You should now Launch Deriver and do the 1 exercises of Predicate Exercise 15 (Predex15).
Most experienced logicians are pretty familiar with the following theorems. Although the theorems are stated in terms of Fx and Gx etc. most of them hold of most formulas. Derive them
a) ∴ ((∀x)F)≡F
(*this is true for any formula F provided that x is not free in F*)
b) ∴ ((∀x)Fx)≡((∀y)Fy)
(*change of variables*)
c) ∴ ((∀x)(∀y)Fxy)≡((∀y)(∀x)Fxy)
(*permuting universal quantifiers*)
d) ∴ ((∃x)(∃y)Fxy)≡((∃y)(∃x)Fxy)
(*permuting existential quantifiers*)
e) ∴ ((∃x)(∀y)Fxy)⊃((∀y)(∃x)Fxy)
f) Note that the following is not a theorem, see if you can produce a counter example
∴((∀y)(∃x)Fxy)⊃((∃x)(∀y)Fxy)
(*this is the 'everything has a cause therefore some (one) thing is the cause of everything' fallacy*)
g) ∴ ((∃x)Fx)≡(∼(∀x)∼Fx)
(*equivalence of connectives*)
h) ∴ (∼(∃x)∼Fx)≡((∀x)Fx)
(*equivalence of connectives*)
i) ∴ (∀x)(Fx≡Gx)⊃((∀x)Fx≡(∀x)Gx)
(*but j) note that (or prove that)
∴(∀x)(Fx≡Gx)≡((∀x)Fx≡(∀x)Gx)
is invalid*)
k) ∴ (∀x)(Fx≡Gx)⊃((∃x)Fx≡(∃x)Gx)
l) ∴ (∀x)(Fx⊃Gx)⊃((∀x)Fx⊃(∀x)Gx)
m) ∴ (∀x)(Fx⊃Gx)⊃((∃x)Fx⊃(∃x)Gx)
n) ∴ ((∀x)Fx⊃(∀x)Gx)⊃(∃x)(Fx⊃Gx)
o) ∴ (∀x)(Fx∧Gx)≡((∀x)Fx∧(∀x)Gx)
p) ∴ (∀x)(Fx∨Gx)⊃((∀x)Fx∨(∃x)Gx)
q) ∴ ((∀x)Fx∨(∀x)Gx)⊃(∀x)(Fx∨Gx)
r) ∴ ((∃x)Fx∨(∃x)Gx)≡(∃x)(Fx∨Gx)

[Extracted data]
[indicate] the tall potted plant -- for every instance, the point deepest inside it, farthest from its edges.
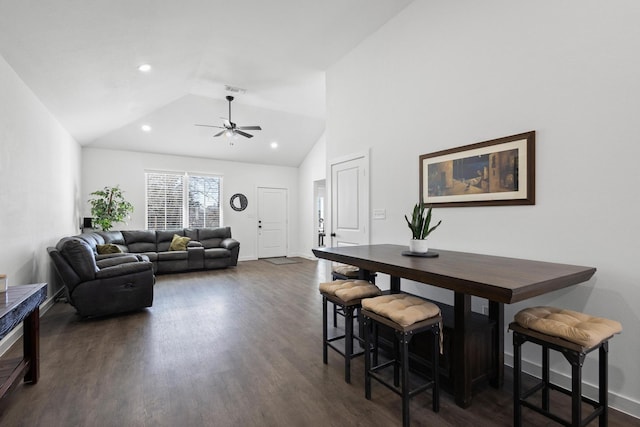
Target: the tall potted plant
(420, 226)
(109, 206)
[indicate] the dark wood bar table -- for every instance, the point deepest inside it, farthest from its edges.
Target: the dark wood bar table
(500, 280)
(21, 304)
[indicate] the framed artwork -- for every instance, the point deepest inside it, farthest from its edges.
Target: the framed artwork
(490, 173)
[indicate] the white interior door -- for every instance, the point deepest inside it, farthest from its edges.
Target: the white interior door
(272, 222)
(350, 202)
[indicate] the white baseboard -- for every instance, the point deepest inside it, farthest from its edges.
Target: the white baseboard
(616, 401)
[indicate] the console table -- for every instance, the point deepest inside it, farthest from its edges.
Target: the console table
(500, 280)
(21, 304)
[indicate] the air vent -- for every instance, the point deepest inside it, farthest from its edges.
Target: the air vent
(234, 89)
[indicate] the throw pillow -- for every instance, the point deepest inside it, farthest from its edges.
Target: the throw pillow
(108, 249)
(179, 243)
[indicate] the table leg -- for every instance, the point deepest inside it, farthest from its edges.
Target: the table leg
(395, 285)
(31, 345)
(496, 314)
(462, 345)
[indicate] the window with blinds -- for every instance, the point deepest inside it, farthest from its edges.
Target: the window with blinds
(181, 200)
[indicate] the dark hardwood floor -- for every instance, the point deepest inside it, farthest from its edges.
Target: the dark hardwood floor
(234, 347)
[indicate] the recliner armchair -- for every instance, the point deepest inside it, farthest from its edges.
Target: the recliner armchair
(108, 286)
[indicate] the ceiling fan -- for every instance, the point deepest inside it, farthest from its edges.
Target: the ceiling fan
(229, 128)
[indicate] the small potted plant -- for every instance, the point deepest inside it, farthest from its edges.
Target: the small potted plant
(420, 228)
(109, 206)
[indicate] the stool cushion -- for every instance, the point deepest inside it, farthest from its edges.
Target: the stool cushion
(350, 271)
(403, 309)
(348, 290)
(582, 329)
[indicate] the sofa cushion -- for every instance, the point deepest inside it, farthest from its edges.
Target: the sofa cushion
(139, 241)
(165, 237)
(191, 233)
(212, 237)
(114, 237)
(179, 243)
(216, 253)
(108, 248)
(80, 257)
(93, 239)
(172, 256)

[Requests]
[1] Copy the passage of the predicate exercise text that starts at "h) ∴ (∼(∃x)∼Fx)≡((∀x)Fx)" and ends at "m) ∴ (∀x)(Fx⊃Gx)⊃((∃x)Fx⊃(∃x)Gx)".
[2] How many lines of the rows contain the string "plant", with case counting? Give only the number.

[Answers given]
[1]
h) ∴ (∼(∃x)∼Fx)≡((∀x)Fx)
(*equivalence of connectives*)
i) ∴ (∀x)(Fx≡Gx)⊃((∀x)Fx≡(∀x)Gx)
(*but j) note that (or prove that)
∴(∀x)(Fx≡Gx)≡((∀x)Fx≡(∀x)Gx)
is invalid*)
k) ∴ (∀x)(Fx≡Gx)⊃((∃x)Fx≡(∃x)Gx)
l) ∴ (∀x)(Fx⊃Gx)⊃((∀x)Fx⊃(∀x)Gx)
m) ∴ (∀x)(Fx⊃Gx)⊃((∃x)Fx⊃(∃x)Gx)

[2] 4